**Passage extrait**:
• • • • •
3. Le barrage-réservoir de Champaubart aux Bois sur le Blaise, affluent de la Marne.
     Capacité: 23.500.000 m3, mise en service 1938.
     A la suite d'une extension du programme, ce barrage a été intégré au barrage «Marne» en 1974. Ce barrage, dont la retenue est assurée par des digues en terre d'une hauteur maximale de 14 m, est le prototype des grands barrages-réservoirs.

4. Le barrage-réservoir de Pannesière-Chaumard. Ce barrage, aménagé sur l'Yonne, commencé en 1938, n'a été achevé qu'en 1950.
     Capacité: 82.500.000 m3.
     Équipé d'une usine hydroélectrique, il produit 14 millions de KWh/an.
     Les barrages de cette première tranche n'ont qu'une capacité totale de 140 millions de m3 et ne contrôlent que 1.100 km2 de bassin versant. Ils ne peuvent donc avoir qu'une action assez faible tant sur les crues que sur l'approvisionnement en eau aux périodes sèches.
• • • • •
**À faire**:
Poursuivez le texte sur les barrages-réservoirs après sa dernière phrase.

**Données extraites**:
• • • • •
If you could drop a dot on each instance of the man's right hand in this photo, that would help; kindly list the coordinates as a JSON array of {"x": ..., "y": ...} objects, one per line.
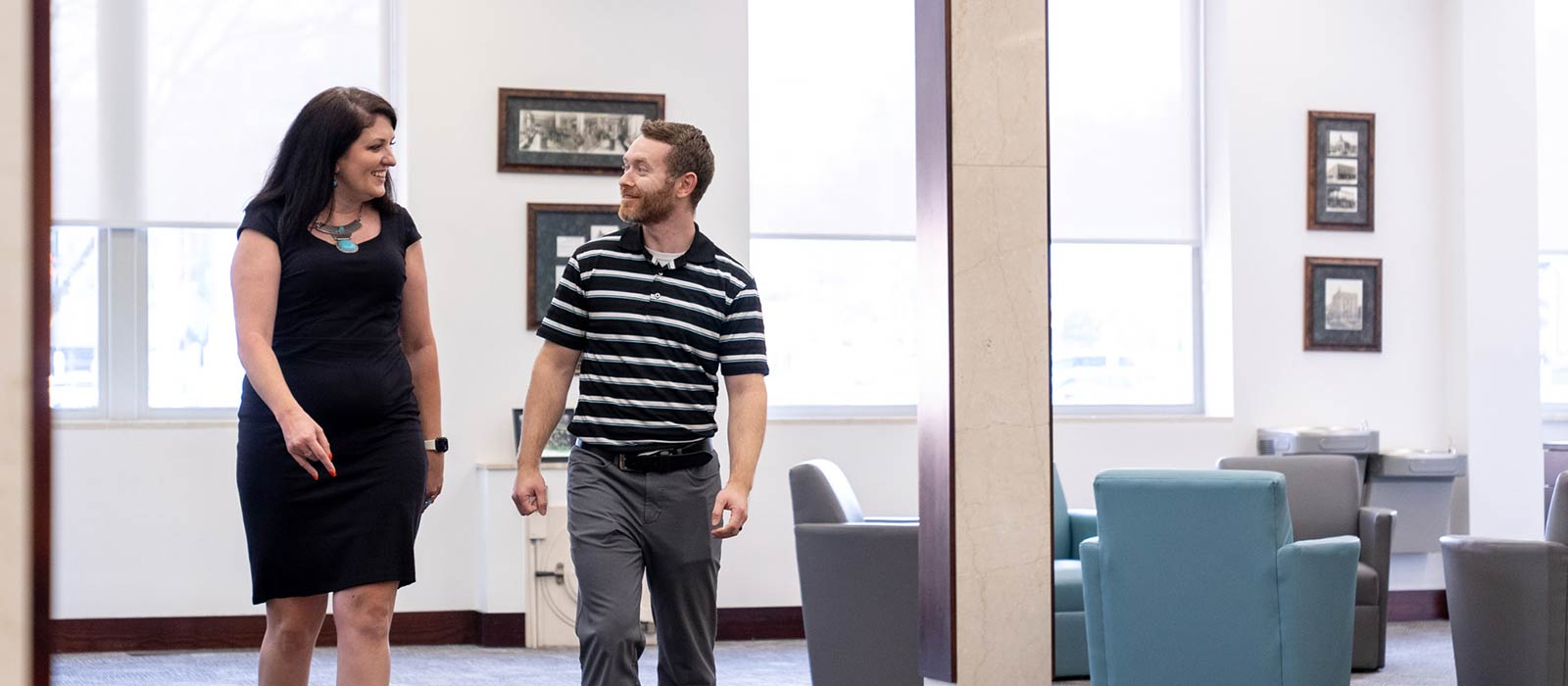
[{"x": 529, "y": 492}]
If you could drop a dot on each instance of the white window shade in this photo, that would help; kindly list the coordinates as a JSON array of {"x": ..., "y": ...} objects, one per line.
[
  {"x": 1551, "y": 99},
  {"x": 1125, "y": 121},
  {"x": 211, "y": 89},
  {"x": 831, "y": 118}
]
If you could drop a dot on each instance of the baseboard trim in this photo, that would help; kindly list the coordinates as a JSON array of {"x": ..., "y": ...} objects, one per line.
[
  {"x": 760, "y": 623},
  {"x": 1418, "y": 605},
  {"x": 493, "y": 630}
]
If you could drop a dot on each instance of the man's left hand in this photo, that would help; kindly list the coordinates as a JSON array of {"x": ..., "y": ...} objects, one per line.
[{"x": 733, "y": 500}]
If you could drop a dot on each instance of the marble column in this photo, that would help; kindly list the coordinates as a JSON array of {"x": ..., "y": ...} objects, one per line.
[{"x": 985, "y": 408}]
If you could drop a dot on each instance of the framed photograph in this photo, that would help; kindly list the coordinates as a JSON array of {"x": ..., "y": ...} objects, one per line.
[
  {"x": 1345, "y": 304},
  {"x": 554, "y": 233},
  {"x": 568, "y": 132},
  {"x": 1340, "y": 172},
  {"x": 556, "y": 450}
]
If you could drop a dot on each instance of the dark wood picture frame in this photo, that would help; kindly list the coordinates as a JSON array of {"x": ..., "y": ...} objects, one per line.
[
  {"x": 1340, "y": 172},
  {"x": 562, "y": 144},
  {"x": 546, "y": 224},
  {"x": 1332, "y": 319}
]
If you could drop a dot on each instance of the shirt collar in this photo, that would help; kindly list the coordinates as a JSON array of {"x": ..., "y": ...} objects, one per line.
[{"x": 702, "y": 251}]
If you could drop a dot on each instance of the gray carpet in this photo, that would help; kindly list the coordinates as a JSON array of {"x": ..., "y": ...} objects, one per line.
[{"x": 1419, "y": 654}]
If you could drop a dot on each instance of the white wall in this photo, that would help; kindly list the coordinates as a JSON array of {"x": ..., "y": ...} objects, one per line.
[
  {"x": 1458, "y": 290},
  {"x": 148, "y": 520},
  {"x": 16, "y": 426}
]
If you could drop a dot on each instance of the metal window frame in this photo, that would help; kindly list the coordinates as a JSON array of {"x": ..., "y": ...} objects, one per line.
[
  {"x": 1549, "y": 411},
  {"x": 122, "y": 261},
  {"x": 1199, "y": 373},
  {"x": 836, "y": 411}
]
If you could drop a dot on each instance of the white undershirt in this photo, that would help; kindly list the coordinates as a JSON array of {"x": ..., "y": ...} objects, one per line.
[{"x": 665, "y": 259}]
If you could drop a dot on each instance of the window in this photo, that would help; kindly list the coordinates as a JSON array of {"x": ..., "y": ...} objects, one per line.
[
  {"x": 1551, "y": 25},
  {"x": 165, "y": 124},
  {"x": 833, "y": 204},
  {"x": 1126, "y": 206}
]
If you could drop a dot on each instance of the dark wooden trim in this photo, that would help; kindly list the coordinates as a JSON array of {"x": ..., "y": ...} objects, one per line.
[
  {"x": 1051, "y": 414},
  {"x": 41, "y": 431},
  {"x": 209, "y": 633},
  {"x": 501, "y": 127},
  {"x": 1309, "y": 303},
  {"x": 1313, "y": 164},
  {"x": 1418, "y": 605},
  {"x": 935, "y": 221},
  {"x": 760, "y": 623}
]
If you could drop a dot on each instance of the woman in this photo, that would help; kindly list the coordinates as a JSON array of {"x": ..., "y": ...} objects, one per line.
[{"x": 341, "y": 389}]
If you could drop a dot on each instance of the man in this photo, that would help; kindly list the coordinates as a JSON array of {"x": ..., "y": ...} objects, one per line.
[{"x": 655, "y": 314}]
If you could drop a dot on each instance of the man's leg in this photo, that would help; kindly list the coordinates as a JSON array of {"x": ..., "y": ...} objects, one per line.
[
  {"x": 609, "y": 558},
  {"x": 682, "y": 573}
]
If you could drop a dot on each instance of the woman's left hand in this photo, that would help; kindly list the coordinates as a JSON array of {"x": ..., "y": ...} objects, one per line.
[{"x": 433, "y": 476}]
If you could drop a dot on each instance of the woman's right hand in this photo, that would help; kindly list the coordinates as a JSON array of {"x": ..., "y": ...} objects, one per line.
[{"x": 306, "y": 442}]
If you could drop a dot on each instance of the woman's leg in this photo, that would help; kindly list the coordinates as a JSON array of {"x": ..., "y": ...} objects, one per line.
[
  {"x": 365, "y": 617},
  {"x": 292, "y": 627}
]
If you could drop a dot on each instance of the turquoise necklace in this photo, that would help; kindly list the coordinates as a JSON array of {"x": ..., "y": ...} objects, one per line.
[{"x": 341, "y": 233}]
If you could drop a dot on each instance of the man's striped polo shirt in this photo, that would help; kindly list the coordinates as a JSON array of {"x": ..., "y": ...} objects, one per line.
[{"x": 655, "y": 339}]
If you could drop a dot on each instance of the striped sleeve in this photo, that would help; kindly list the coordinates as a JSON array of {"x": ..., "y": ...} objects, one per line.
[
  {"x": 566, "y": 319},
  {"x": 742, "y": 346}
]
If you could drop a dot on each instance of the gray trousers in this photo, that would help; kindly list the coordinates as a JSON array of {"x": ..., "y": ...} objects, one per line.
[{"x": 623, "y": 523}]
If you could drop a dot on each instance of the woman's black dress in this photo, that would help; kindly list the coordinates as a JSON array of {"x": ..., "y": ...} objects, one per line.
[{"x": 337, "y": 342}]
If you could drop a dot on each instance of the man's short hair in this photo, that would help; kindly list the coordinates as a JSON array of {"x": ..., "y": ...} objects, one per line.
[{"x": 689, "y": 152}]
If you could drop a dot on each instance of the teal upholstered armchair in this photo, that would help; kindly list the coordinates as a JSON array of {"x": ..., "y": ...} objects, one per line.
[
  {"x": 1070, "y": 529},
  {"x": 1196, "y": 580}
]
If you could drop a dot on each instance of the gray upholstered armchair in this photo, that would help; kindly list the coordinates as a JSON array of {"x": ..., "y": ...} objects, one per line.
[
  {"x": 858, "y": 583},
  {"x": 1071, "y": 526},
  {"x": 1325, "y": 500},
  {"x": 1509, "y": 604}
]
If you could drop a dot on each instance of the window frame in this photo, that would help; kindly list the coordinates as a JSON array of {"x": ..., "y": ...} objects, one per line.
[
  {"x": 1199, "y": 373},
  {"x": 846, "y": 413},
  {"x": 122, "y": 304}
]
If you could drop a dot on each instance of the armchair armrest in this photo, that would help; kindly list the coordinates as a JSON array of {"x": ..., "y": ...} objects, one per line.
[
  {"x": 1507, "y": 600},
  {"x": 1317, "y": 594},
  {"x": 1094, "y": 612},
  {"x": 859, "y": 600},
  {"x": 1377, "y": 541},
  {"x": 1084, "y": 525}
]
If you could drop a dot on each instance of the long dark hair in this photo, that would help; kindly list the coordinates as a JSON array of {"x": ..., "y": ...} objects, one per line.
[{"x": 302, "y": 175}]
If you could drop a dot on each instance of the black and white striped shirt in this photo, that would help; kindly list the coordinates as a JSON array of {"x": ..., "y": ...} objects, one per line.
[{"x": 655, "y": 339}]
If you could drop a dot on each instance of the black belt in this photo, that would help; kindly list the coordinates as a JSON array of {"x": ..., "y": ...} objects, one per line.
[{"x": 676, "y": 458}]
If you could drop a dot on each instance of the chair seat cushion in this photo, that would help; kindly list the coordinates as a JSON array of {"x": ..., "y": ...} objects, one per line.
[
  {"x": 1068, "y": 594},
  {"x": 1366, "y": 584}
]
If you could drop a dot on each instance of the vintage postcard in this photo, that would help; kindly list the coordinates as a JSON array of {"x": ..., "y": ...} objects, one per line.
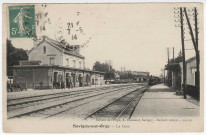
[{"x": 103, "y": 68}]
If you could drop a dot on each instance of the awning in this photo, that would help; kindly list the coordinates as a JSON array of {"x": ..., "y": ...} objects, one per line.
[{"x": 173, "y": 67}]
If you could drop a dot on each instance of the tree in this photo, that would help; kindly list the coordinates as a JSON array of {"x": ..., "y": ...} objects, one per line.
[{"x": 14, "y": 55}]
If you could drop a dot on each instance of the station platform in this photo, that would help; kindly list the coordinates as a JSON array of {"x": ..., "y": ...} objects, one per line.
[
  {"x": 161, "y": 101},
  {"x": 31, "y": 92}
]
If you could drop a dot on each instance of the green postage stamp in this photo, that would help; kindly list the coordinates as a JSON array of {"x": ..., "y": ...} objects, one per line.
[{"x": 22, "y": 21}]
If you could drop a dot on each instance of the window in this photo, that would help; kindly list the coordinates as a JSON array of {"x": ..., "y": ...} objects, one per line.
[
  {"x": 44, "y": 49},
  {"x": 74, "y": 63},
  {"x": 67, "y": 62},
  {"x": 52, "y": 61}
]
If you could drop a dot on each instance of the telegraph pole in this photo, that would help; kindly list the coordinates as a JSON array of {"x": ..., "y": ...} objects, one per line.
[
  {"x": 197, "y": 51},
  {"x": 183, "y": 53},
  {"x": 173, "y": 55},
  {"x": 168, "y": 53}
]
• • • • •
**Réponse**:
Second Programme
     La seconde partie du programme, plusieurs fois retouchée et modifiée pour tenir compte de l'évolution de la région parisienne, de ses besoins en eau et des enseignements de la crue de 1955, a débouché sur la nécessité de réaliser d'urgence deux barrages-réservoirs: celui de Seine et celui de Marne.
     Pour avoir des barrages-réservoirs efficaces, il faut qu'ils contrôlent de grands bassins versants et qu'ils soient situés sur des terrains imperméables. La zone humide de la Champagne au sous-sol argileux répond à ces impératifs.
     Le barrage Seine contrôle le bassin versant de la Seine en amont de Troyes, le barrage Marne contrôle le bassin versant de la Marne en amont de Saint-Dizier.

2. Barrage Seine
     Capacité : 205 millions de m3. Commencé en 1960, il a été mis en service en 1966. Situé près de Troyes dans le parc naturel de la forêt d'Oriart. Etabli en dérivation sur la Seine, il a nécessité 6 km de digues en terre - hauteur maximale 25 m -. Il est alimenté par un canal de 12 km. Il est capable d'un débit de 180 m3/sec.
     Le canal de restitution à la Seine est constitué de deux tronçons qui font 24 km en tout.
     Une usine hydroélectrique permet de tirer partie de l'énergie disponible.
     Il existe un plan d'eau de 2.300 ha équipé pour le sport nautique et le tourisme.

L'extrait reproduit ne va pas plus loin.